Prompt ▸
Output the line with "# point: white roof" and every line below it until the listing ends, exactly as written and with nothing added.

========================================================================

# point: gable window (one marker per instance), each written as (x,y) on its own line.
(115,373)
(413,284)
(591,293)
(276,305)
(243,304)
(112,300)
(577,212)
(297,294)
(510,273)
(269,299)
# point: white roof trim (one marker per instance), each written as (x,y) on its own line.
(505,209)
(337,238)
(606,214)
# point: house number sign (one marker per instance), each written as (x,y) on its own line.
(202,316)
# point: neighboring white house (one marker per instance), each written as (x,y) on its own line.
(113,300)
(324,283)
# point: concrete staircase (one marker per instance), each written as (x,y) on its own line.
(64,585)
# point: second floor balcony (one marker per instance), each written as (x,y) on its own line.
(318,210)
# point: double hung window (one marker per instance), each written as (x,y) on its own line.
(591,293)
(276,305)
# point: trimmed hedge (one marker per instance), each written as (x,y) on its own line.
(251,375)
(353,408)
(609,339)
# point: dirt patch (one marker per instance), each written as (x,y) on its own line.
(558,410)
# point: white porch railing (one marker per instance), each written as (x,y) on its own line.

========================================================================

Expected answer ▸
# point: white roof trim (one marker per instance), each written as (x,y) on its own line.
(505,209)
(337,238)
(606,214)
# point: house number sign (one marker per instance), each written as (x,y) on its own line.
(202,316)
# point: neighboring white house (one marker per instance), each written as (x,y) on its own line.
(113,300)
(324,283)
# point: concrete staircase (one marker per instance), each written as (x,y) on its own line.
(64,585)
# point: second floor balcony (one marker per instance), each written as (x,y) on its own line.
(318,210)
# point: double hung window (one marker per instance), each written as (x,y) on its own line.
(591,293)
(276,305)
# point: trimmed hedge (one marker per instance), each written as (x,y) on its own line.
(251,375)
(353,408)
(609,339)
# point: dirt patch (one marker per instance), each written as (x,y) on its own line.
(558,410)
# point: white porch railing (one marker per instance), each written as (x,y) on its own line.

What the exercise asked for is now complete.